_SHORT TASK_
Reproduce every one of the items below word for word.
— start GIVEN DATA —
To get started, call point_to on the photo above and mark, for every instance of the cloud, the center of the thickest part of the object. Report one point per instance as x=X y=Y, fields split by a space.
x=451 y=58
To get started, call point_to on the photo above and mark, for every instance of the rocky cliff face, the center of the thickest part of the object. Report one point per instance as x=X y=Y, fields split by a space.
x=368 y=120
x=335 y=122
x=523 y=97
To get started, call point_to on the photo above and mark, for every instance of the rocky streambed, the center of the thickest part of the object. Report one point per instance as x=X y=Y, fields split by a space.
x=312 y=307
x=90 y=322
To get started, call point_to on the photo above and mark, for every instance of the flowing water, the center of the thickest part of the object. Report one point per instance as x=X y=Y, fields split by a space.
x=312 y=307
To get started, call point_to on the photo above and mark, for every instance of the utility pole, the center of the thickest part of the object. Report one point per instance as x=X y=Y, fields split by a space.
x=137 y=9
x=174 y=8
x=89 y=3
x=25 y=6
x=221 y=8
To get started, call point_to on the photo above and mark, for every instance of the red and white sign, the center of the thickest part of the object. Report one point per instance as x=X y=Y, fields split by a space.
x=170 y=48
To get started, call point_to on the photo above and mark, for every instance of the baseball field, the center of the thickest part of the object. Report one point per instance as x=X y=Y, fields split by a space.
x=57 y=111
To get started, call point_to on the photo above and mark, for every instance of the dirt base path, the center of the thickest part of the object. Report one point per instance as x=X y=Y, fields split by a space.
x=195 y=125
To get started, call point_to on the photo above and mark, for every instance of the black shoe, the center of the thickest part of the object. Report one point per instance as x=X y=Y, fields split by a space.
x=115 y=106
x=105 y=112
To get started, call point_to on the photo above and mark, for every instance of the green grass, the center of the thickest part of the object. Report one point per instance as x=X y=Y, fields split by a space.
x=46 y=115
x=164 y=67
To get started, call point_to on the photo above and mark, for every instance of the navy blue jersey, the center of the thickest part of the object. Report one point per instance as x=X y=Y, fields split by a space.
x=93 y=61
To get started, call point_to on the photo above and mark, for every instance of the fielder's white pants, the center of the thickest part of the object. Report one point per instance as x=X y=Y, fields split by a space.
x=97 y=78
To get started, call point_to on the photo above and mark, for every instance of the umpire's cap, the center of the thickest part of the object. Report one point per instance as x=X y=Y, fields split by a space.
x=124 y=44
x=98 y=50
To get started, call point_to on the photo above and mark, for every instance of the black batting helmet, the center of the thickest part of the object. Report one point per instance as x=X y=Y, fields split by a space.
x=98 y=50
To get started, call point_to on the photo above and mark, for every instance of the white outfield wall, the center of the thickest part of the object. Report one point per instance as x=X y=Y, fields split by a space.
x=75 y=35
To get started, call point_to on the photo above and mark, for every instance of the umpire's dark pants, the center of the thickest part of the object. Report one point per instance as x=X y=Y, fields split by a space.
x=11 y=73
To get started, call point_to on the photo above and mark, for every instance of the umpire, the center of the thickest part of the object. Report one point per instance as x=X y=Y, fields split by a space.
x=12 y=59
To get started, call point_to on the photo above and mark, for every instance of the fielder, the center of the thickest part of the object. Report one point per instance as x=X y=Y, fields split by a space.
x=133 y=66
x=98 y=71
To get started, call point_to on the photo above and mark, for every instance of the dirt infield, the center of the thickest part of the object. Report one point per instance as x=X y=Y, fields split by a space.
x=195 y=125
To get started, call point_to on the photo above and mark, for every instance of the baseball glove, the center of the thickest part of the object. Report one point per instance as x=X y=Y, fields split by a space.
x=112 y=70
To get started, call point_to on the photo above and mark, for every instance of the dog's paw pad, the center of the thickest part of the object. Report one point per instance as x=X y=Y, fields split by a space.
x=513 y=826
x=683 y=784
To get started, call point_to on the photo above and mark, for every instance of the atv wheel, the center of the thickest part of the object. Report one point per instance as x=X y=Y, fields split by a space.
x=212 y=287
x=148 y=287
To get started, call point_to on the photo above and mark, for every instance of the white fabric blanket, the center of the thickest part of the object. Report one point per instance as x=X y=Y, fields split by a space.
— end GIVEN DATA —
_IN RESPONSE_
To get started, call point_to on the photo above and mark, for every instance of the cloud, the center of the thickest part of the object. Report one point per instance as x=X y=Y, fields split by a space.
x=451 y=58
To get started, call point_to on the photo above and mark, for every instance of the rocky cliff face, the center of the thickest part of the object. Report one point per instance as x=X y=Y, fields split by a space.
x=368 y=120
x=335 y=122
x=523 y=97
To get started, call point_to on the photo above and mark, for every instance of the rocky streambed, the center of the thickest part of the object. Report one point per instance as x=X y=Y, fields split by a space.
x=312 y=307
x=90 y=322
To get started, call point_to on the photo above and mark, for every instance of the flowing water, the center of the thickest part of the object. Report one point per instance as x=X y=Y, fields split by a space.
x=312 y=307
To get started, call point_to on the photo above and mark, for every instance of the utility pole, the center of the thickest part of the object. Report one point per instance as x=X y=Y, fields split by a space.
x=137 y=9
x=174 y=8
x=89 y=3
x=25 y=6
x=221 y=8
To get started, call point_to on the photo above and mark, for every instance of the red and white sign, the center of the thickest part of the object. Report one point per instance as x=X y=Y, fields split by a space.
x=170 y=48
To get started, call point_to on the photo above and mark, for every instance of the baseball field, the center of the thickest part of the object. Report one point per instance as x=X y=Y, fields split by a space.
x=57 y=111
To get started, call point_to on the photo above and mark, for every instance of the dirt base path, the center of the thickest part of the object. Report one point per instance as x=X y=Y, fields split by a space.
x=195 y=125
To get started, call point_to on the photo above and mark, for every instance of the black shoe, the center of the thickest part of the object. Report one point per instance as x=X y=Y, fields split by a space.
x=115 y=106
x=105 y=112
To get started, call point_to on the photo above and mark, for every instance of the green grass, the center of the thickest part of the object. Report one point per instance as x=X y=Y, fields split by a space.
x=46 y=115
x=164 y=67
To get started, call point_to on the photo above and mark, for every instance of the navy blue jersey, the center of the thickest part of the object. Report one point per instance as x=X y=Y, fields split by a space.
x=93 y=61
To get started, call point_to on the photo above and mark, for every instance of the fielder's white pants, the center of the thickest part of the object. Report one point per instance as x=X y=Y, fields split by a space.
x=97 y=78
To get started, call point_to on the photo above and mark, for every instance of the umpire's cap, the center of the thickest part of the object. Report one point per instance as x=X y=Y, fields split by a space.
x=124 y=44
x=98 y=50
To get started, call point_to on the photo above and mark, for every instance of the black batting helmet, the center of the thickest part of the object. Report one point per instance as x=X y=Y, fields split by a space.
x=98 y=50
To get started, call point_to on the photo above and mark, for every instance of the white outfield wall, the center of the thickest part of the object. Report one point per instance as x=X y=Y, fields split by a space.
x=75 y=35
To get started, call point_to on the photo above and mark, for every instance of the umpire's dark pants, the center of the thickest part of the object. Report one point per instance as x=X y=Y, fields split by a space.
x=11 y=73
To get started, call point_to on the photo above and mark, for every instance of the umpire, the center of the thickest part of the object. Report one point per instance as x=X y=Y, fields split by a space.
x=12 y=59
To get started, call point_to on the photo above and mark, for every instance of the fielder, the center of the thickest part of the object. Report one point per instance as x=X y=Y, fields split by a space.
x=133 y=66
x=98 y=71
To get started, call point_to on the photo above and mark, for every instance of the dirt infield, the center of the thickest part of the object. Report one point per instance as x=X y=Y, fields split by a space.
x=195 y=125
To get started, call point_to on the photo above and mark, for every instance of the baseball glove, the center of the thickest part of the object. Report one point per instance as x=X y=Y, fields split by a space.
x=112 y=70
To get started, call point_to on the photo above and mark, for every instance of the dog's paw pad, the center of the thickest part of the object. Report one point per instance as x=X y=Y, fields split by a space.
x=513 y=826
x=683 y=784
To get started, call point_to on the photo above and mark, for every instance of the atv wheel, the center of the thickest part of the object. Report one point per instance as x=X y=Y, fields split by a space.
x=212 y=287
x=148 y=287
To get started, call point_to on the photo above and mark, for every instance of the white fabric blanket, the center of the thickest part of the object. Report one point per instance as x=X y=Y, fields split by a space.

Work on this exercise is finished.